__Given data__
-----

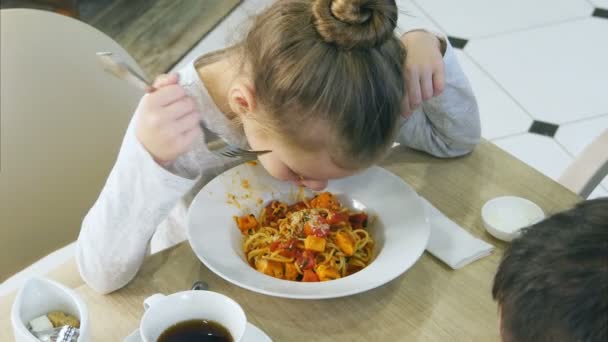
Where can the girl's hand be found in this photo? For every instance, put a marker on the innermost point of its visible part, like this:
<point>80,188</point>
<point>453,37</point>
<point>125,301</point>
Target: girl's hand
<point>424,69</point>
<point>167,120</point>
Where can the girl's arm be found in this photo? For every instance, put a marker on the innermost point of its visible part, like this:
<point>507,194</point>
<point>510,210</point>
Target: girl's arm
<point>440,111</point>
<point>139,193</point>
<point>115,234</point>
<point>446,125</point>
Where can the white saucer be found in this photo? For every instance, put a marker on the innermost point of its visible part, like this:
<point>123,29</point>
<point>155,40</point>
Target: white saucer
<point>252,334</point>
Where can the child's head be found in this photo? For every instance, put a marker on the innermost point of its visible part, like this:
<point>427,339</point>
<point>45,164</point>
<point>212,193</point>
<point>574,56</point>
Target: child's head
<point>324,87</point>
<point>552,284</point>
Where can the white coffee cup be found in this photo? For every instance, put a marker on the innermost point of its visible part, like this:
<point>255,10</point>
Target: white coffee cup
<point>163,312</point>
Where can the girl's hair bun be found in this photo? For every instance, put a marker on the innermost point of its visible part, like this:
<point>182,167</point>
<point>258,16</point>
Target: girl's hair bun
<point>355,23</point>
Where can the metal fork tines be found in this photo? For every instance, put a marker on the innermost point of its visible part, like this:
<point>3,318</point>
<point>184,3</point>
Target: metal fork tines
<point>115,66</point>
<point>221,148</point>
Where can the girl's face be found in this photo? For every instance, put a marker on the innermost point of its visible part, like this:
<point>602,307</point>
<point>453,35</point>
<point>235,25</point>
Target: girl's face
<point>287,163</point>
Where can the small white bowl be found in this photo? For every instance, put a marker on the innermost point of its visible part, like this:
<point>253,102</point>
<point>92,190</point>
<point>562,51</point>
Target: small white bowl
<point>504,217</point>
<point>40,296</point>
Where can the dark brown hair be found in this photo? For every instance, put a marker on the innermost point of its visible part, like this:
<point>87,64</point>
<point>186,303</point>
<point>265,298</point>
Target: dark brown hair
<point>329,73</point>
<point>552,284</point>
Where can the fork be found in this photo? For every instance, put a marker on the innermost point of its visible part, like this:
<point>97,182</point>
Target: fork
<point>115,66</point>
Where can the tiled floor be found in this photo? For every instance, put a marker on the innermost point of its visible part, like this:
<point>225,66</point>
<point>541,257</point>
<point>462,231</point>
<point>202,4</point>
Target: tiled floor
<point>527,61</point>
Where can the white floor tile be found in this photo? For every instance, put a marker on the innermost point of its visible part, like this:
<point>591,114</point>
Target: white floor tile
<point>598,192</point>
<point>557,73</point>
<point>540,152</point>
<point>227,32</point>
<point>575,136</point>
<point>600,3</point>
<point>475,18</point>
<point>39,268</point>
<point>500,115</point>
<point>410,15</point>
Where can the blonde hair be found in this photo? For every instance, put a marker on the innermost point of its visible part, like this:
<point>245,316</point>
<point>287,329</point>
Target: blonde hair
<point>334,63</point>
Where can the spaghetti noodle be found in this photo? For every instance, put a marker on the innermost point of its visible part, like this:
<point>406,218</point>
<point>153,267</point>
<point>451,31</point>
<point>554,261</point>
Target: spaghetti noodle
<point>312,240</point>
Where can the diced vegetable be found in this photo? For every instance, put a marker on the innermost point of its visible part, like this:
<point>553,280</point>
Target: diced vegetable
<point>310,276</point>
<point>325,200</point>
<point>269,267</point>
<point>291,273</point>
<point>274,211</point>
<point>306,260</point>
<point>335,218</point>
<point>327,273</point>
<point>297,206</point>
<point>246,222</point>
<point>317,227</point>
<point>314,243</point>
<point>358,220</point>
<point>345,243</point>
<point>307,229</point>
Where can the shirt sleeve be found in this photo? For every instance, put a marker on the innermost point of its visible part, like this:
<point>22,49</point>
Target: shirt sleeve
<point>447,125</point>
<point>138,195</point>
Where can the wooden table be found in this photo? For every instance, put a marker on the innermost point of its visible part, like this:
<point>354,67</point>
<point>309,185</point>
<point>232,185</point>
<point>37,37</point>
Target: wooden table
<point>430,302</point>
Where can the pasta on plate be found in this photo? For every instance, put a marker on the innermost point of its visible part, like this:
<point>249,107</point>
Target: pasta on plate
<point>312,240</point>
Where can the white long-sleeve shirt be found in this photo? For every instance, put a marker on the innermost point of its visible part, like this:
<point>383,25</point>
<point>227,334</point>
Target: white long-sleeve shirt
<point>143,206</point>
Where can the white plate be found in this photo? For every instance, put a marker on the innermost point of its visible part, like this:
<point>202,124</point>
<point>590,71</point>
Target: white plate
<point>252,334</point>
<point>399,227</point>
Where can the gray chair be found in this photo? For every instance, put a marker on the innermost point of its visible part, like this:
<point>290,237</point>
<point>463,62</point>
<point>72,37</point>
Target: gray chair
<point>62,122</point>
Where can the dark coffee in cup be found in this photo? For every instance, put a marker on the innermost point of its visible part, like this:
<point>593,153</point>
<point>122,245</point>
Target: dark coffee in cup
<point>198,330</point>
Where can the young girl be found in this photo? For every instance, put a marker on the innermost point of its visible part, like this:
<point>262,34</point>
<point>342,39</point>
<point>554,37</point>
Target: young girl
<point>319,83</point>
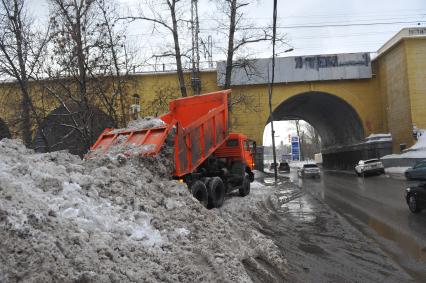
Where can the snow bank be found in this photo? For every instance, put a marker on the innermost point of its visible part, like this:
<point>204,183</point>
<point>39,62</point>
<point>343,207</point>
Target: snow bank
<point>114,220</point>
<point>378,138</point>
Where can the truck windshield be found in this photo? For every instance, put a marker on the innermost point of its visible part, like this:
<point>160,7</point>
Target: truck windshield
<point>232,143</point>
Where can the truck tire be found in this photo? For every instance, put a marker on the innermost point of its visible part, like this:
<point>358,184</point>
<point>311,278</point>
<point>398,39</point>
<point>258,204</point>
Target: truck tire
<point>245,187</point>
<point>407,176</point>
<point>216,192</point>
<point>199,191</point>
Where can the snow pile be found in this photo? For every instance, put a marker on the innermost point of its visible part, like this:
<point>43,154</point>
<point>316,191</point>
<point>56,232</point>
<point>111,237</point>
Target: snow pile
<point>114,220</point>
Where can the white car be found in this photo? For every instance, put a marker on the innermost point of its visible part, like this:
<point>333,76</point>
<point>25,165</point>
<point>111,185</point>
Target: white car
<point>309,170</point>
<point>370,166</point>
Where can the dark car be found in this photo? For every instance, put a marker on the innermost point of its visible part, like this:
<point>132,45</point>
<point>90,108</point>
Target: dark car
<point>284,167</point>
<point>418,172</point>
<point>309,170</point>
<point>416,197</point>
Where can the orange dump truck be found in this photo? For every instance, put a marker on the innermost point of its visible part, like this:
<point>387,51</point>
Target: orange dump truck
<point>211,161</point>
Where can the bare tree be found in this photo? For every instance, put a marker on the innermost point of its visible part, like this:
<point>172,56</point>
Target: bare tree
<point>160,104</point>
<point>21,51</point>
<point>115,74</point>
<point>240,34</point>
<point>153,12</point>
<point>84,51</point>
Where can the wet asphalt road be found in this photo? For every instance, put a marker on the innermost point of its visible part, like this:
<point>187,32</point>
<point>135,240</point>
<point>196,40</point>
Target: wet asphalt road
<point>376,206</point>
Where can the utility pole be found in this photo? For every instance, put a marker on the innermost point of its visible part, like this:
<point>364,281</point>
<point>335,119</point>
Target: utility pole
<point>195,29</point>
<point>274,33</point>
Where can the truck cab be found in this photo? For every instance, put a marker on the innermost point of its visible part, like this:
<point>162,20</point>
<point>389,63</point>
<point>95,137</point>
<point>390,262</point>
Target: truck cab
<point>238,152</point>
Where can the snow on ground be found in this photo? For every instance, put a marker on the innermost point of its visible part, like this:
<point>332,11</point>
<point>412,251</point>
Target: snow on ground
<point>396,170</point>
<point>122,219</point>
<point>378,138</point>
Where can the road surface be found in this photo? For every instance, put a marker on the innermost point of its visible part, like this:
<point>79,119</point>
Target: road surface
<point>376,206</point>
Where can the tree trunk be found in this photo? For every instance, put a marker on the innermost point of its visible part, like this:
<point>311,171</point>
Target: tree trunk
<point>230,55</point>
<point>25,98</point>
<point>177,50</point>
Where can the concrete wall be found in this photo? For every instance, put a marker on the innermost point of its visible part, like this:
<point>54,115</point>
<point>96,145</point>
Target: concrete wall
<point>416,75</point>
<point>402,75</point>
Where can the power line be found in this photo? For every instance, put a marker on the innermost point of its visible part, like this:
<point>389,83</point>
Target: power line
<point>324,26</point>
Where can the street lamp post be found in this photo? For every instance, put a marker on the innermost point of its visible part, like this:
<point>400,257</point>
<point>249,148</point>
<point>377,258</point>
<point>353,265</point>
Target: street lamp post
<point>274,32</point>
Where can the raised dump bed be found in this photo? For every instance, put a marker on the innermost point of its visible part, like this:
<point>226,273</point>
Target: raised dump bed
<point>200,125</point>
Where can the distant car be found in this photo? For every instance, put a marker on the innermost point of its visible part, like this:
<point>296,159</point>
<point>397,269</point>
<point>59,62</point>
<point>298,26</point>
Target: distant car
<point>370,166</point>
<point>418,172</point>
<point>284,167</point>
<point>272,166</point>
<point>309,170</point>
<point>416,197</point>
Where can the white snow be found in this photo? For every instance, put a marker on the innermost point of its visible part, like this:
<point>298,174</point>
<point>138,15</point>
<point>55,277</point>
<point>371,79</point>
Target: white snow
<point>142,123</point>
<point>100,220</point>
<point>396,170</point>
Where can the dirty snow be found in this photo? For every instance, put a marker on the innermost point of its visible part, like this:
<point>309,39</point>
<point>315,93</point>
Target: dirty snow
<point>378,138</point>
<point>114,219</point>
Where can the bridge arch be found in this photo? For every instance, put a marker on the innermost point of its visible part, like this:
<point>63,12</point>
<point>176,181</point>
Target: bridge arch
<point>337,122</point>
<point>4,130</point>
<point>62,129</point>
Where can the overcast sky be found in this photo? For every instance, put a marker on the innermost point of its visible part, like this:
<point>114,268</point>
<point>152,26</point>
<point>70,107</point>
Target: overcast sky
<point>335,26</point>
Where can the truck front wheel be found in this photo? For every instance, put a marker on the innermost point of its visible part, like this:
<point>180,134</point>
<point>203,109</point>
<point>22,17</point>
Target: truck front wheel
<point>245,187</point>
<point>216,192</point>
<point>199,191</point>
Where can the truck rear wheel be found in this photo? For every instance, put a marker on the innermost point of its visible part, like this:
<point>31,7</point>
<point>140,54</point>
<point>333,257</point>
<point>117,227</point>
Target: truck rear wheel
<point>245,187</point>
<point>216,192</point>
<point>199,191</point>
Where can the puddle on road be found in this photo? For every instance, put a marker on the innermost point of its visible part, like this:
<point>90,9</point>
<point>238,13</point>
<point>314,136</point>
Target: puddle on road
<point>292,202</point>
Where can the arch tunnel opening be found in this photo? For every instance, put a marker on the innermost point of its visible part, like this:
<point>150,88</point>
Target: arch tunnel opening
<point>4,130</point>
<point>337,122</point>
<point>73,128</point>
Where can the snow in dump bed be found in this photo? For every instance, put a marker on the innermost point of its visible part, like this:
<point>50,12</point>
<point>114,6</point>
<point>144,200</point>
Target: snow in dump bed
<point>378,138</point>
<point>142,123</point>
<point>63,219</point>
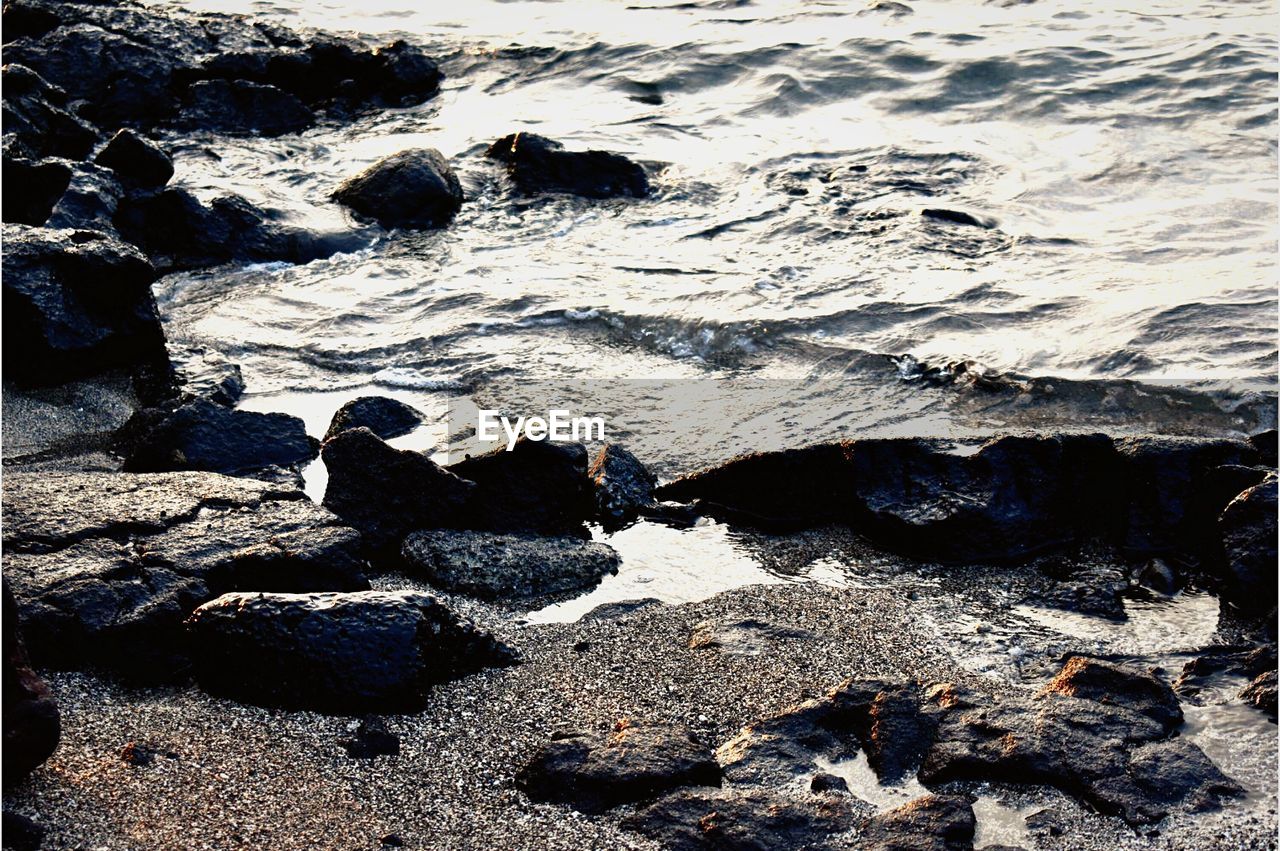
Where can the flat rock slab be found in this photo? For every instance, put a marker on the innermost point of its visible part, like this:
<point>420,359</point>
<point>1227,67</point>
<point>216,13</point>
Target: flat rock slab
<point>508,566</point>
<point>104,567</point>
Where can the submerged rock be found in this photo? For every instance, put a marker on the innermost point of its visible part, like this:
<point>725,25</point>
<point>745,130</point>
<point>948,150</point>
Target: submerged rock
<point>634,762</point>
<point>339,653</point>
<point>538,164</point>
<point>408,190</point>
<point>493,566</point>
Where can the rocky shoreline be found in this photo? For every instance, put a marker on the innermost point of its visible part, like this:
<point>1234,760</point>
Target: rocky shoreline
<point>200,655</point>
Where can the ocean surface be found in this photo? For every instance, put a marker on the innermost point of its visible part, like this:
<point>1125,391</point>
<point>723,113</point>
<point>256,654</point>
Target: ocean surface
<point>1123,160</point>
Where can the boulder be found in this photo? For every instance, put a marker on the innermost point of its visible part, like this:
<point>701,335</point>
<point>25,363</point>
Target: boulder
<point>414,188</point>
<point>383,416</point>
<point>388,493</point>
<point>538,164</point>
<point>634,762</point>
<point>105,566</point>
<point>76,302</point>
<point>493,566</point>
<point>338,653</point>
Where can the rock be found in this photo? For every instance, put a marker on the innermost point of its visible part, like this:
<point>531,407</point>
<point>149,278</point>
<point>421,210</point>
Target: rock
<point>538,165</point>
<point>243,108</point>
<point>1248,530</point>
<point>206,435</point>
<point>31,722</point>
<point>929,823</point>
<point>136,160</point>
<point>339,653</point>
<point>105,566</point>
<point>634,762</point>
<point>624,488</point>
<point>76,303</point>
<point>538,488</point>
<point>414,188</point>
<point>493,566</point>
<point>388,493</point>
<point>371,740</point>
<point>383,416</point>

-----

__Exercise prompt__
Retype exactly the span of lines from the one with "Target: girl's arm" through the one with "Where can the white saucer"; include both ends and omit the rest of the material.

__Solution__
Target: girl's arm
<point>440,111</point>
<point>139,193</point>
<point>115,234</point>
<point>446,125</point>
Where can the white saucer be found in this photo? For every instance, put a marker on the innermost point of its visible part, like this:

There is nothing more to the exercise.